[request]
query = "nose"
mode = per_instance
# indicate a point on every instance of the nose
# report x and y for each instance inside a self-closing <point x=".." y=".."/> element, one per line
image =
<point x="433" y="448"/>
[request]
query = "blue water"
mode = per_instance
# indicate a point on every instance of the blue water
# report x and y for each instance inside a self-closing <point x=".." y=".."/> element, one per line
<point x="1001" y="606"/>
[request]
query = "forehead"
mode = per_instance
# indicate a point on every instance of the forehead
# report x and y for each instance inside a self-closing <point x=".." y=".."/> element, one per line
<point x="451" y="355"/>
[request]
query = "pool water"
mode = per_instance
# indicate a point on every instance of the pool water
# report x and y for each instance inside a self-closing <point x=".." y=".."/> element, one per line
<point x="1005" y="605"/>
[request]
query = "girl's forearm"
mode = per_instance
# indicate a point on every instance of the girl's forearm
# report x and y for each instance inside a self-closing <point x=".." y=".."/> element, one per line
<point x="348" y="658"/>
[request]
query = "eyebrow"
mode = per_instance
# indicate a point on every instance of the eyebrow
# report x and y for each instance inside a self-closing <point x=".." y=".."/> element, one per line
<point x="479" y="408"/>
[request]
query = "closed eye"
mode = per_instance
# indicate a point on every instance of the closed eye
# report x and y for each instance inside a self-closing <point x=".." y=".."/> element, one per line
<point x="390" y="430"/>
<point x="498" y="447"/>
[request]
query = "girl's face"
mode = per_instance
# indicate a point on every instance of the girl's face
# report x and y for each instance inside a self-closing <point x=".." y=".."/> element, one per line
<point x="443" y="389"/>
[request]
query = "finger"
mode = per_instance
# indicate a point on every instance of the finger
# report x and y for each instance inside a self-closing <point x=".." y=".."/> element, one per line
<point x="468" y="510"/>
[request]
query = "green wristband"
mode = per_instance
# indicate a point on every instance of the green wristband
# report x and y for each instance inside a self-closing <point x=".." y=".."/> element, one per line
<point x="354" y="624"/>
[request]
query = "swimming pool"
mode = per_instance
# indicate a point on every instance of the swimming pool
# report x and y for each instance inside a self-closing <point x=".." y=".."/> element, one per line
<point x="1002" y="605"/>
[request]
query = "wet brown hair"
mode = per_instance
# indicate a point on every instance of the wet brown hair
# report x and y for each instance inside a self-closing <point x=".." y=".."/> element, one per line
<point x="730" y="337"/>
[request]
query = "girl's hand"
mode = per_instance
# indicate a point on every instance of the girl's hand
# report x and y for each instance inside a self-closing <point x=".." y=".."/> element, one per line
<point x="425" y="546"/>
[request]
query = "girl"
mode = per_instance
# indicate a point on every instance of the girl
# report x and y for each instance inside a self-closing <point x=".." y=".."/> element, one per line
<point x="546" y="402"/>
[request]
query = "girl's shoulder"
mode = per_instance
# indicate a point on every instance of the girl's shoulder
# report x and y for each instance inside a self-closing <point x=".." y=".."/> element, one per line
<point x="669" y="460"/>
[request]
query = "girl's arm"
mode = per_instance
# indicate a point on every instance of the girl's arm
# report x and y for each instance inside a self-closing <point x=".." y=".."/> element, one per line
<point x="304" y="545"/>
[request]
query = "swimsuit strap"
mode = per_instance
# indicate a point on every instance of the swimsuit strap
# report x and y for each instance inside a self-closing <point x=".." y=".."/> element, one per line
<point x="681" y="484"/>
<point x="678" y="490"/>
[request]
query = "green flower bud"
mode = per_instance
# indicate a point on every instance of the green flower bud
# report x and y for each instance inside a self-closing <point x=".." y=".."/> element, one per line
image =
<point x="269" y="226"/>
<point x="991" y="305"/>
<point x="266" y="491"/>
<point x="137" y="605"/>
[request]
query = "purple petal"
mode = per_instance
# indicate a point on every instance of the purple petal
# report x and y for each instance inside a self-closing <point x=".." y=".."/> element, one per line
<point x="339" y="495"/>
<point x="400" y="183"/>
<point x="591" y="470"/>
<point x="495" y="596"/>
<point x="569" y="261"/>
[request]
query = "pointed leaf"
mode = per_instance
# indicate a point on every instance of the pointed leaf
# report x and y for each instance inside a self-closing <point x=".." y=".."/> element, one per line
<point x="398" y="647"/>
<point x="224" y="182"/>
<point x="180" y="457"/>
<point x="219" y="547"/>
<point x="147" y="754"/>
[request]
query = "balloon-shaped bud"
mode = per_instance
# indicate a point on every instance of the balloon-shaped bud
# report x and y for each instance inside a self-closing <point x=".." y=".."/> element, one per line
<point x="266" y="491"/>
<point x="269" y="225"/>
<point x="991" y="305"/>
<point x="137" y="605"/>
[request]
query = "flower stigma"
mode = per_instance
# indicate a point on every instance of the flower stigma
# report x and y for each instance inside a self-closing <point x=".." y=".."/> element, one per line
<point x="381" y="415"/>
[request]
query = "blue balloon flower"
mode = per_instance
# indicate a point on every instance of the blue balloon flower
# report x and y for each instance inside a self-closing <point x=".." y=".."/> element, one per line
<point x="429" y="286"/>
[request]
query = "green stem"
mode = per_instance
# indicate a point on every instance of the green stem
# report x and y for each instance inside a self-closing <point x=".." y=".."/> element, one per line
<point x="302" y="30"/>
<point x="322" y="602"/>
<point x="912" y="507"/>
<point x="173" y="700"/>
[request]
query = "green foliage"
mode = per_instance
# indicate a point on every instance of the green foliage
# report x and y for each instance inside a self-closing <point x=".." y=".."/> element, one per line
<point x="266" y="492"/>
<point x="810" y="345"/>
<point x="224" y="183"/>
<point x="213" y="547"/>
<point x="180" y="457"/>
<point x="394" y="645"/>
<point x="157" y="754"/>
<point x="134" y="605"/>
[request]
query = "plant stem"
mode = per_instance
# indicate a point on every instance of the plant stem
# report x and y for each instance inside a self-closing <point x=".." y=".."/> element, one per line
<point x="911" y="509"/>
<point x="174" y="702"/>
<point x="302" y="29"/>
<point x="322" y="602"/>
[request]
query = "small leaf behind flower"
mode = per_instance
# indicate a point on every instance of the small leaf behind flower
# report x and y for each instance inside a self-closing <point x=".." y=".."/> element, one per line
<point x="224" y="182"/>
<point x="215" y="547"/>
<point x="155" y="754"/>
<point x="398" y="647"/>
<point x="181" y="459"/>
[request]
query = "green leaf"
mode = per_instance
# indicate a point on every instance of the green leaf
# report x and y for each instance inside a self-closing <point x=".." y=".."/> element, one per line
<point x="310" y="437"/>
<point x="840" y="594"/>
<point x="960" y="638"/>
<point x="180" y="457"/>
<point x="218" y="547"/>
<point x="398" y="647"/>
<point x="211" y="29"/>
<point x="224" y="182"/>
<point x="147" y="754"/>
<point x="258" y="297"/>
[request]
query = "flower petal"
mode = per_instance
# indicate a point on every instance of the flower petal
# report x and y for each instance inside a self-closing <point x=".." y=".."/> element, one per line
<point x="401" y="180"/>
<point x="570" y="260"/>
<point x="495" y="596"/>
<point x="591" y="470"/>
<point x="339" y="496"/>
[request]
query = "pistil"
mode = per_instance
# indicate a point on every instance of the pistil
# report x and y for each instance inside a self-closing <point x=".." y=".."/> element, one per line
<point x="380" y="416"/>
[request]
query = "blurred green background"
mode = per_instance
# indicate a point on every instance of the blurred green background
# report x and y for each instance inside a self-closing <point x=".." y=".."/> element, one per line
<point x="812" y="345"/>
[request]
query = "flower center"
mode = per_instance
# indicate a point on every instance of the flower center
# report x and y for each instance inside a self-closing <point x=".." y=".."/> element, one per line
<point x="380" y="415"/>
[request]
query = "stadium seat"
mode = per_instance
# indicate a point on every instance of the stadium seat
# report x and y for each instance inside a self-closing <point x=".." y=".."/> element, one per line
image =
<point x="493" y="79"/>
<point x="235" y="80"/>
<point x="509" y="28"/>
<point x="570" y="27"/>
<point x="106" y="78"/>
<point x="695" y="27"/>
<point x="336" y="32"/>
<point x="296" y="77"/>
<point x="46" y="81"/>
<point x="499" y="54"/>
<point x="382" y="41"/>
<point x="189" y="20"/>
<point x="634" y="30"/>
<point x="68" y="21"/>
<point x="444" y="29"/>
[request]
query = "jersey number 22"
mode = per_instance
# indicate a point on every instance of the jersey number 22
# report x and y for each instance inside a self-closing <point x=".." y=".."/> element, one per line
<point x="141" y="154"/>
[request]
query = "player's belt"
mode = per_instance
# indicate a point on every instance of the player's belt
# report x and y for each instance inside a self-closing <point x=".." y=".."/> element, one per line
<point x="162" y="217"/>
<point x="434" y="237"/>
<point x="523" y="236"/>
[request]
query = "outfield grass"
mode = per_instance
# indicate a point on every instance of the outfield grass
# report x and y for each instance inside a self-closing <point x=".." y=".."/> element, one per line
◆ ◆ ◆ ◆ ◆ ◆ ◆
上記のリストで、文字列「strap」を含む行はいくつありますか。数のみを答えてください。大文字と小文字は区別します。

— 出力 —
2